These are the new .net developers who will know nothing but c# for 20 years.
SilverElfin 6 hours ago
The headline is false. First off, OpenAI hasn’t raised a recent round so you can’t compare these two companies randomly like this. Second, Anthropic is known to have accounting methods that give it more revenue that they would have if they used the same practices as OpenAI. And neither of these companies are known to be doing gaap accounting.
m3kw9 7 hours ago
Either they are getting fleeced or they are getting very good terms for the investments
andrewstuart 7 hours ago
It’s because the programming works.
OpenAI. Spent its resources on AGI whilst Claude worked on making programming work.
Google Gemini is out of the race entirely its programming AI is a joke.
onesingleblast 4 hours ago
Gemini is probably one of the better AI's for programming, despite Google not making a decent official client to access it.
amazingamazing 7 hours ago
It is unclear which strategy will work in the end. 3.5 flash uses fewer tokens and is cheaper.
jmyeet 4 hours ago
The core product of AI is labor displacement and wage suppression. Why? To further concentrate wealth. Who are the most expensive employees? Software engineers have to be up there. So Anthropic have been smart here by focusing on a market with the highest potential value.

▶ [Your objective]:
Answer these questions from the forum thread:
1. Which accounting standard does SilverElfin say neither company is known to be using?
2. What does amazingamazing say uses fewer tokens and is cheaper?
3. Which employees does jmyeet say must be among the most expensive?

▶ [Material shown]:
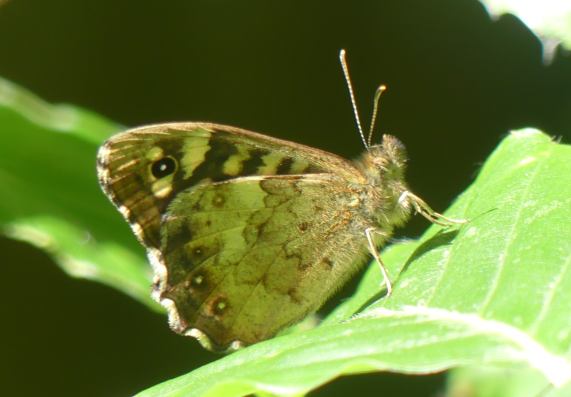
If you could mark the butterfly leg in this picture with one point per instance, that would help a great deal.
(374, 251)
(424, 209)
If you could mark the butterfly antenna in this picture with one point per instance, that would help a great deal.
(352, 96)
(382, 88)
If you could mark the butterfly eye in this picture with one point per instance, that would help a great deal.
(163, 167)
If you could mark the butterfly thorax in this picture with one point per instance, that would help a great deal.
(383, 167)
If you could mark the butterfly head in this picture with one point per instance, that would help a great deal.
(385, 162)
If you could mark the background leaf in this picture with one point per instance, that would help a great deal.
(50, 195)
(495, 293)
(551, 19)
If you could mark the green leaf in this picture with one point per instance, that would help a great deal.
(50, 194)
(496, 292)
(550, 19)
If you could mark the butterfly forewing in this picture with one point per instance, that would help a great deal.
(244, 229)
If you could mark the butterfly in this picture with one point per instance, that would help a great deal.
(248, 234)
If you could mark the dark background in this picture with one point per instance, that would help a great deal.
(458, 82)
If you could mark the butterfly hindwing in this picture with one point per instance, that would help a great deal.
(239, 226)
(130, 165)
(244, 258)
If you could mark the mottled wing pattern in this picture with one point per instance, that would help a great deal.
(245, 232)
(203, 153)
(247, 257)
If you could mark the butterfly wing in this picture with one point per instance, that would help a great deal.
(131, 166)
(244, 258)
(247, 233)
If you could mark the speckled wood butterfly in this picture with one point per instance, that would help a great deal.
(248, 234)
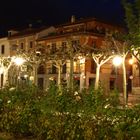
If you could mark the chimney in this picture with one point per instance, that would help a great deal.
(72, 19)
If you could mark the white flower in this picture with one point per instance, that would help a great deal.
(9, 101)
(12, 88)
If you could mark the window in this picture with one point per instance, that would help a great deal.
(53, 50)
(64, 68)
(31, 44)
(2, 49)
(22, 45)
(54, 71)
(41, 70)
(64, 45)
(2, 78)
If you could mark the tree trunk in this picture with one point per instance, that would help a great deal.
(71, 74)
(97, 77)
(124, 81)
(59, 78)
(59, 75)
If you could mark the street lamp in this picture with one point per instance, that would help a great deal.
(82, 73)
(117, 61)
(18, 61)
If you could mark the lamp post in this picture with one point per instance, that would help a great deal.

▶ [Written reply]:
1. GAAP accounting.
2. 3.5 flash.
3. Software engineers.